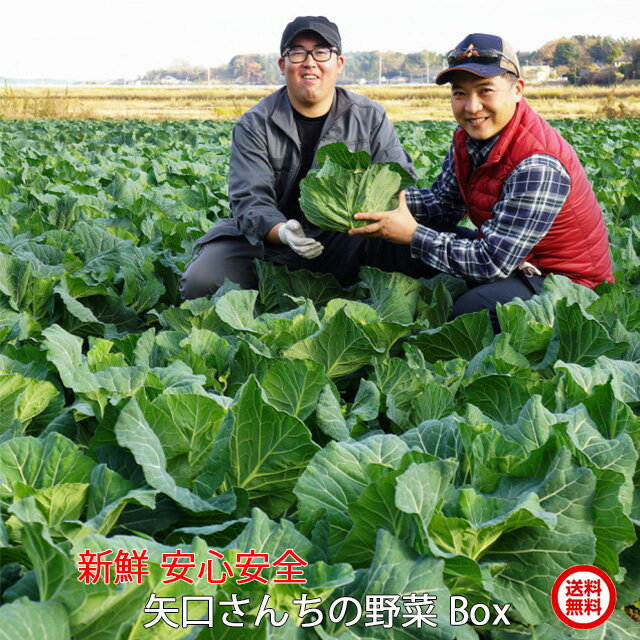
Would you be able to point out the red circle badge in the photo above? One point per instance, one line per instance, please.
(583, 597)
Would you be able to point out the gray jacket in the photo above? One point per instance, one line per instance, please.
(265, 157)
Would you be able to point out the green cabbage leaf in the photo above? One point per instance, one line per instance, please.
(347, 183)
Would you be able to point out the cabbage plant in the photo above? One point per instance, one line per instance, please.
(347, 183)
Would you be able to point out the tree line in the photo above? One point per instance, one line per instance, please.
(592, 59)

◆ **Written problem**:
Rewrite the lines above as a numbered list, skipping any blank lines and leaving the pictures out.

◆ **Solution to this problem**:
1. Would you be able to point out the red circle badge in the photo above? One point per instance, one line per instance, please.
2. (583, 597)
3. Would you be able to point out the gray jacket in the photo above? One point per instance, one line per instance, please.
4. (265, 157)
5. Would you be able to point out the green cabbage leaf in the photo above? One point per instance, one line per instance, please.
6. (347, 183)
7. Would you be able to point out the cabbage plant in the photo above? One point per instance, one line per instance, please.
8. (347, 183)
9. Would you be able to point out the tree line in the photo above? One point per instance, one line per instance, please.
10. (592, 59)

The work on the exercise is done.